What lines in the data below mention the string "dome"? Copy them out.
··· Exercise material ···
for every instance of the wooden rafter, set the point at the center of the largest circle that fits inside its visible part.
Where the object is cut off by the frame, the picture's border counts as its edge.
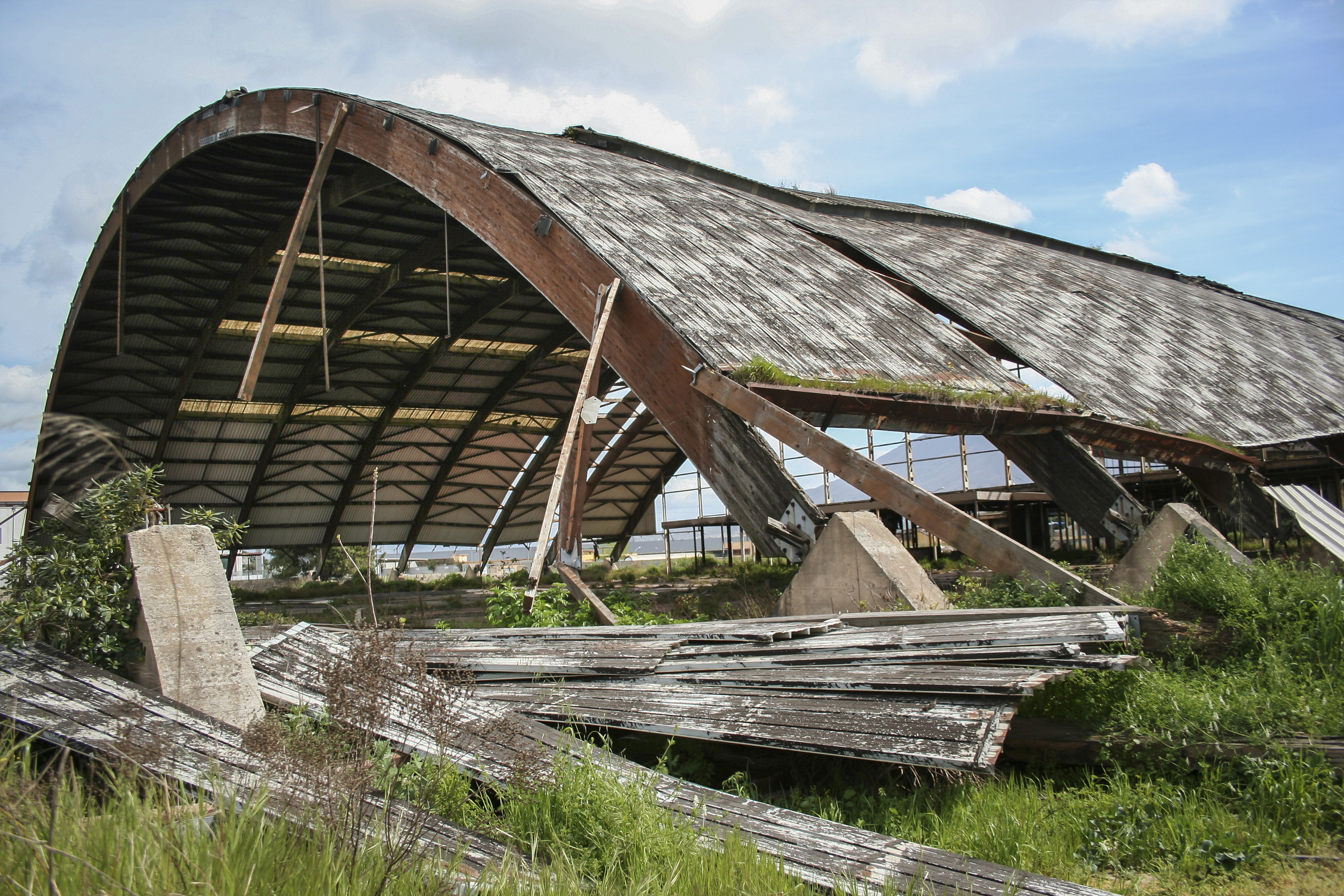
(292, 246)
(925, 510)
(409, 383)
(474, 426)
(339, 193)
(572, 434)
···
··· Exercise material ···
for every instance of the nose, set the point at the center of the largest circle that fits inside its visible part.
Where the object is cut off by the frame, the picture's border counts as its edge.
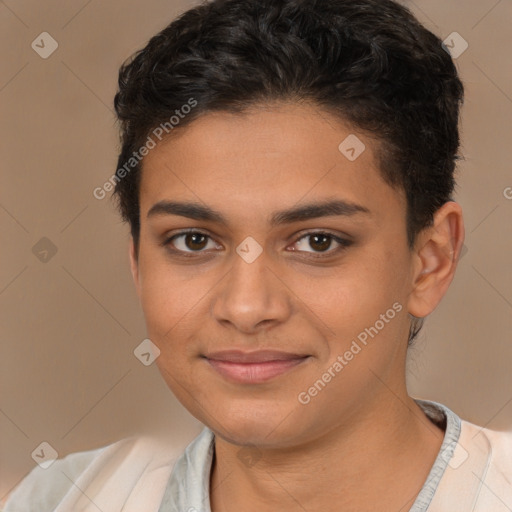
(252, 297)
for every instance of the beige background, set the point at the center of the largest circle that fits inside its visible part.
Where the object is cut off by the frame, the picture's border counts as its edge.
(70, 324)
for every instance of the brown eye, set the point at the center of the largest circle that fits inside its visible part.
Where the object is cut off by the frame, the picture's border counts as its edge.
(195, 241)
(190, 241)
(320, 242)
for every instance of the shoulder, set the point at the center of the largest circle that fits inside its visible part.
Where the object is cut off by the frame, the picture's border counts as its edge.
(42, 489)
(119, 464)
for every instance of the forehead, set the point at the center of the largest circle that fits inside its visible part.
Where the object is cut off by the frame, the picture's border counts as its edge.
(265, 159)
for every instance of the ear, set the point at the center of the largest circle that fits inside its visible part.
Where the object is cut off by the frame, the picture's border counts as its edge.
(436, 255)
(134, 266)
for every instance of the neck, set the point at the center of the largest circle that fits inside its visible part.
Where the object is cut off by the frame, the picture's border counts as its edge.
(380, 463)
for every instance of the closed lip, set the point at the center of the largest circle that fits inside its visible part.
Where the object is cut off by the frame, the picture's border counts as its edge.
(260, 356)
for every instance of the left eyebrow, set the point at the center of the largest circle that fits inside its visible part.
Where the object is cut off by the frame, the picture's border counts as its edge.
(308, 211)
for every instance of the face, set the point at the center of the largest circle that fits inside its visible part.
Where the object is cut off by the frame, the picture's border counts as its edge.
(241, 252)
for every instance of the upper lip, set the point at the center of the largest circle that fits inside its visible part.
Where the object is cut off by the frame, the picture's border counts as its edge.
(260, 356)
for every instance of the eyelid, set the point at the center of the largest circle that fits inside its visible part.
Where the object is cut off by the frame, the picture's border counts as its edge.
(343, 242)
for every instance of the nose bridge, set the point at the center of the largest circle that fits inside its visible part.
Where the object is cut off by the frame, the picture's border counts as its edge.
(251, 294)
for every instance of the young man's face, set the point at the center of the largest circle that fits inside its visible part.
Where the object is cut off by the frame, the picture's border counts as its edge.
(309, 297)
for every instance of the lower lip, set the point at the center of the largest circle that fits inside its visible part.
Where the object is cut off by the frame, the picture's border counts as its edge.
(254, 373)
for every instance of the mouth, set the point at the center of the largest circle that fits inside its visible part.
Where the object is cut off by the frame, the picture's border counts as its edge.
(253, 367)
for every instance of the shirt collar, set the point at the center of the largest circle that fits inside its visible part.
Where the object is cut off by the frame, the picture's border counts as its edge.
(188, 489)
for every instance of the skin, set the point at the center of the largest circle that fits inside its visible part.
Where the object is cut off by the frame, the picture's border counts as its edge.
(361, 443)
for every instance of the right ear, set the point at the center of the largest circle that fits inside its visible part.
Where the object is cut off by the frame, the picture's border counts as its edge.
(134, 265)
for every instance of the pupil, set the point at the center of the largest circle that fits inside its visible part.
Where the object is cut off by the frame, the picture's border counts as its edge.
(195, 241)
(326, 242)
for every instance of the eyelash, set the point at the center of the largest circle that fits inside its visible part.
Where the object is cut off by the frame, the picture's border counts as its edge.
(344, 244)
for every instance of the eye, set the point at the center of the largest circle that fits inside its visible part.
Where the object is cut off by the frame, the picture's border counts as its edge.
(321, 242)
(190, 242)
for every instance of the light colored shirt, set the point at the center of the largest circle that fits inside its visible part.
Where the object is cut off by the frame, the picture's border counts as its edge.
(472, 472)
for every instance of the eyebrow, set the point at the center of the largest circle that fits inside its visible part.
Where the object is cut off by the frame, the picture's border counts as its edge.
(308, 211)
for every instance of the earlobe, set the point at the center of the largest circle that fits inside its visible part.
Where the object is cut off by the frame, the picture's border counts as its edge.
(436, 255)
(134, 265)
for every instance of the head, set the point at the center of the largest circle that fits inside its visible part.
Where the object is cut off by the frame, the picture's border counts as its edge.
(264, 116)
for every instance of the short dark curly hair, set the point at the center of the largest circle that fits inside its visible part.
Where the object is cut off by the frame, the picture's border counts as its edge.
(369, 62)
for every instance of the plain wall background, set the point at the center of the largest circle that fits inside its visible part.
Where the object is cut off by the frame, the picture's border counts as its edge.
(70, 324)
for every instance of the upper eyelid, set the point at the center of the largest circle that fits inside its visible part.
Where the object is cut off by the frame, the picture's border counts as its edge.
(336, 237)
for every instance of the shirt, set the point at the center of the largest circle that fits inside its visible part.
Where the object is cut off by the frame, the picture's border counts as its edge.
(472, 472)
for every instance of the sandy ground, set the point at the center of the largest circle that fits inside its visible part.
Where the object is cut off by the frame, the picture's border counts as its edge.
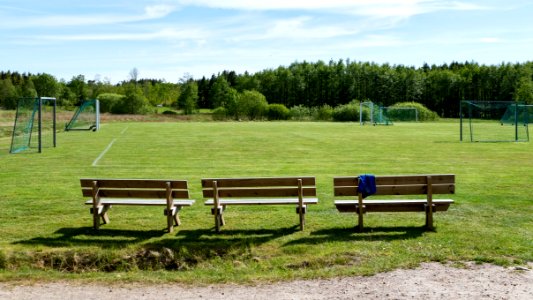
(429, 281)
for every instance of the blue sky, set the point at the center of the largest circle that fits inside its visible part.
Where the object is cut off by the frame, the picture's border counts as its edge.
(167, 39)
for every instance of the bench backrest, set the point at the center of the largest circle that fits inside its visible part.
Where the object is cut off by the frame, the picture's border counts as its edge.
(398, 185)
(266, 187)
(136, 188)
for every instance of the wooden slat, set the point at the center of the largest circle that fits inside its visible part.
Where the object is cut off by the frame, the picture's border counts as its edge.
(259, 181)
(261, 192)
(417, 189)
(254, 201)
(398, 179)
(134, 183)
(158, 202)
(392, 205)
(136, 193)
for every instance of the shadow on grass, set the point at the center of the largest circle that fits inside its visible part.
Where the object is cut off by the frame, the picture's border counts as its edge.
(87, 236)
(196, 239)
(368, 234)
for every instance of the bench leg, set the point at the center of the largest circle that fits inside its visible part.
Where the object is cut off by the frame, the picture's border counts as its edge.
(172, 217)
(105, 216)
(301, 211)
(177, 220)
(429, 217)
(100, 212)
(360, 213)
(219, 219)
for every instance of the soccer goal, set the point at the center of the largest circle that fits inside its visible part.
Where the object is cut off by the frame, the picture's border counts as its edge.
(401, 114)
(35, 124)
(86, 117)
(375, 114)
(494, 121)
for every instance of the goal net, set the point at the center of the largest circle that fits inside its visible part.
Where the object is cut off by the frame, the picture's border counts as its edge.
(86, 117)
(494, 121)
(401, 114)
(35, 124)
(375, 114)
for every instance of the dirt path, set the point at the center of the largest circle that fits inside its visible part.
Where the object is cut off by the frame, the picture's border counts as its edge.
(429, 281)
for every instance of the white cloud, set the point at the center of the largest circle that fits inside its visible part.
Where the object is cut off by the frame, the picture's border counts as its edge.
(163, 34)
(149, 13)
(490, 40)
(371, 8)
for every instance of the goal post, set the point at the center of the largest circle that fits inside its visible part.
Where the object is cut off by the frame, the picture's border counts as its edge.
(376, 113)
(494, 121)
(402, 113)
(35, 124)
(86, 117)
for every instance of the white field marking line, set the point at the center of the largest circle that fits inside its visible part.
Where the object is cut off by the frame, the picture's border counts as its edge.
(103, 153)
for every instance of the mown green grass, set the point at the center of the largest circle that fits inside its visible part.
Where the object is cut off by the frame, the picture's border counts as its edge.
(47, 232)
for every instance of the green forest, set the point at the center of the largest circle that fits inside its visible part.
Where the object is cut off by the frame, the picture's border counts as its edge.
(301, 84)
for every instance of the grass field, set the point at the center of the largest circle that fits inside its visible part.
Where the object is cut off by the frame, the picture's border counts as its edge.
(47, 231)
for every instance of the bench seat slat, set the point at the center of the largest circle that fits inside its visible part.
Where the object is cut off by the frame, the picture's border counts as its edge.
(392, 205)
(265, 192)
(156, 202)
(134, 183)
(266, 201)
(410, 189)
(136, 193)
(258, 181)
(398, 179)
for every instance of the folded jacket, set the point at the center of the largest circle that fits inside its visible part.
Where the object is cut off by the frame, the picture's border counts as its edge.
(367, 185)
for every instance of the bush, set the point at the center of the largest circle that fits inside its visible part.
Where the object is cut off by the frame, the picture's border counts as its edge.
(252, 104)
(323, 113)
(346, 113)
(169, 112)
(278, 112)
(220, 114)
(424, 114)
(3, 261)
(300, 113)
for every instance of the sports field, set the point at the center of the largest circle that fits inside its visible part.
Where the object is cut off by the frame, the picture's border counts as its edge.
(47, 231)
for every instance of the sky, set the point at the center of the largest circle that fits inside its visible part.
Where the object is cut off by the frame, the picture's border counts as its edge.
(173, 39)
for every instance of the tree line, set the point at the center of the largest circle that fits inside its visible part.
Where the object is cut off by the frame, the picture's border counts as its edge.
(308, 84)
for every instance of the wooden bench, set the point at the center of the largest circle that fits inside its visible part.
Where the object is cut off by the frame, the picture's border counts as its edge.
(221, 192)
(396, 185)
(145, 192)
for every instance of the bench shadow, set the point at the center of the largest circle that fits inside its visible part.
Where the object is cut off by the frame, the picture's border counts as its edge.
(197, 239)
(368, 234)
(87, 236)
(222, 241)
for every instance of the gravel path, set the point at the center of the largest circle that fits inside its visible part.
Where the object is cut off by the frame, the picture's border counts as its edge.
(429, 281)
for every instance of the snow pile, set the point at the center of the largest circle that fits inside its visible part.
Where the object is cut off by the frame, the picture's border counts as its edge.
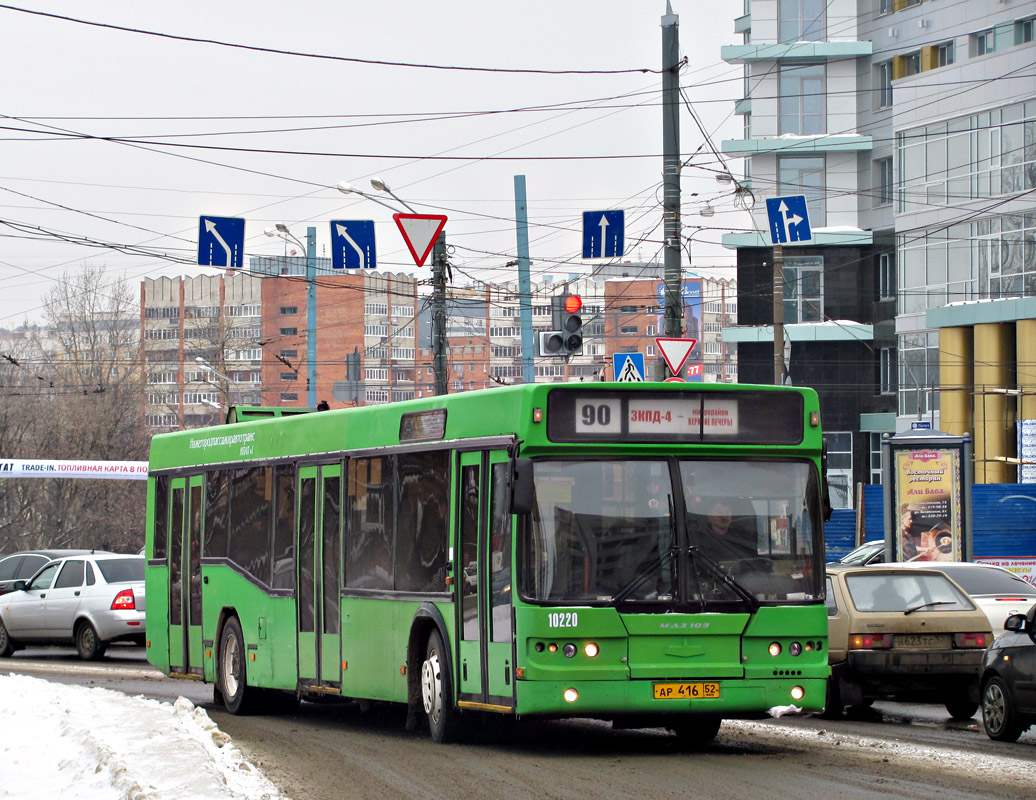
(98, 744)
···
··· Exercise material ···
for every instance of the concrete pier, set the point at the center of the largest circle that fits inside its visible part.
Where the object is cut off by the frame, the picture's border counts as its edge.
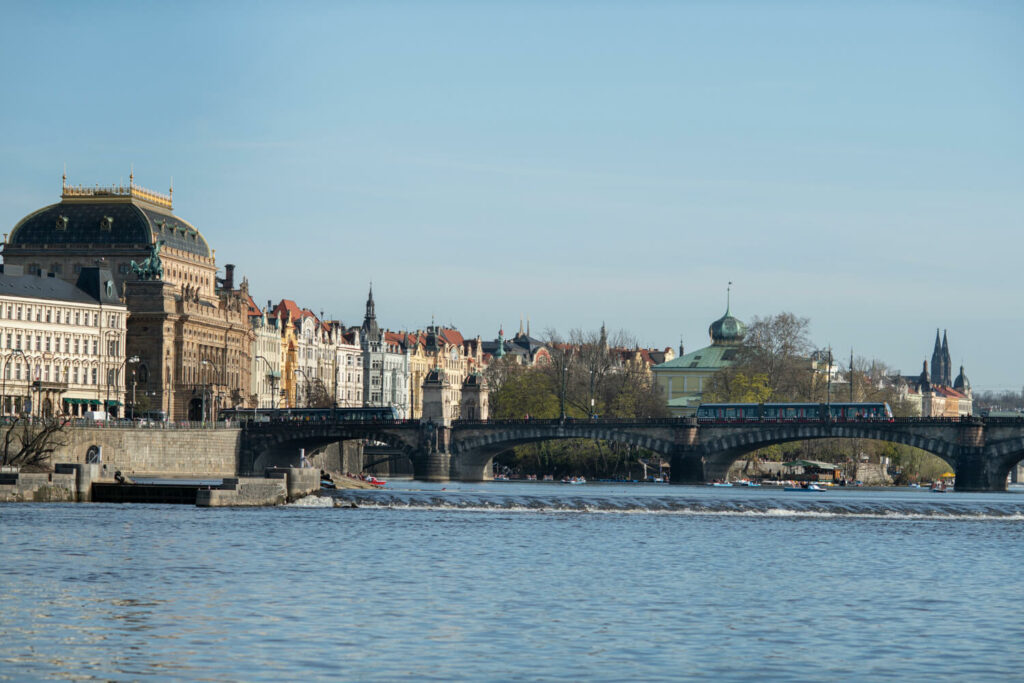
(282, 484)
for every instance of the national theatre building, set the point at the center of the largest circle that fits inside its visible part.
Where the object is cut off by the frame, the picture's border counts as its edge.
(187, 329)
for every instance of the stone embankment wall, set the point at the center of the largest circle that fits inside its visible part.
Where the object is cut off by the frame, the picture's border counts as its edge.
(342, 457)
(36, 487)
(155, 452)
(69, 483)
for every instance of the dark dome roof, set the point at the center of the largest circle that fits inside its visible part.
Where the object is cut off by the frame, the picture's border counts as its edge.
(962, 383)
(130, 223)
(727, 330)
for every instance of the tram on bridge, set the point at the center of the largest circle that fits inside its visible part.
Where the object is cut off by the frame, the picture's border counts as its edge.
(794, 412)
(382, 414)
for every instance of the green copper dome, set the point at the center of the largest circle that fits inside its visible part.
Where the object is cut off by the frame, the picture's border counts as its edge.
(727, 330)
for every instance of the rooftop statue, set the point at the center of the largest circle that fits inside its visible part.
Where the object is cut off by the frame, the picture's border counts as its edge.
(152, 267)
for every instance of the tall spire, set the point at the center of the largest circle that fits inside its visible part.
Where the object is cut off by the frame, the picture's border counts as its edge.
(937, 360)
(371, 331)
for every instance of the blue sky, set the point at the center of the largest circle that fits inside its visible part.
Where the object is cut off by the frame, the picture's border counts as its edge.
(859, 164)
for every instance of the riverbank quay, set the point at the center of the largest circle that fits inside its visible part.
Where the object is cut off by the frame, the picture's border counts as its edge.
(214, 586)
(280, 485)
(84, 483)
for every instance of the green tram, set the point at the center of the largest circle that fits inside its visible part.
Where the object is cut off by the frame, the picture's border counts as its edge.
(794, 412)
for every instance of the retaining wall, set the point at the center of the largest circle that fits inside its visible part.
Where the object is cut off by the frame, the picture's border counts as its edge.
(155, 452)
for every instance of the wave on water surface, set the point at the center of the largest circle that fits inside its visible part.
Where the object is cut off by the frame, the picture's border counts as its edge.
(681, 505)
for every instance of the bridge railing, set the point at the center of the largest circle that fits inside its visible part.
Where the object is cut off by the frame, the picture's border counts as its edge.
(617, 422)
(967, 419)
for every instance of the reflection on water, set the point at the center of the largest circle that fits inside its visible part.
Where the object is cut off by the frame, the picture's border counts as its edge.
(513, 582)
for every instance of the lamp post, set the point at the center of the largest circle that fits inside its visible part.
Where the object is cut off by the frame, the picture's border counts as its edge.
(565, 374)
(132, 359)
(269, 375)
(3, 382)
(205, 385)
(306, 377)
···
• **Written answer**
for every instance of the dark dome roof, set the point at the center of the largest circle that fits inside its visible part.
for every instance of the green copper dome, set the point at the center of the largest circle that fits inside its visible part.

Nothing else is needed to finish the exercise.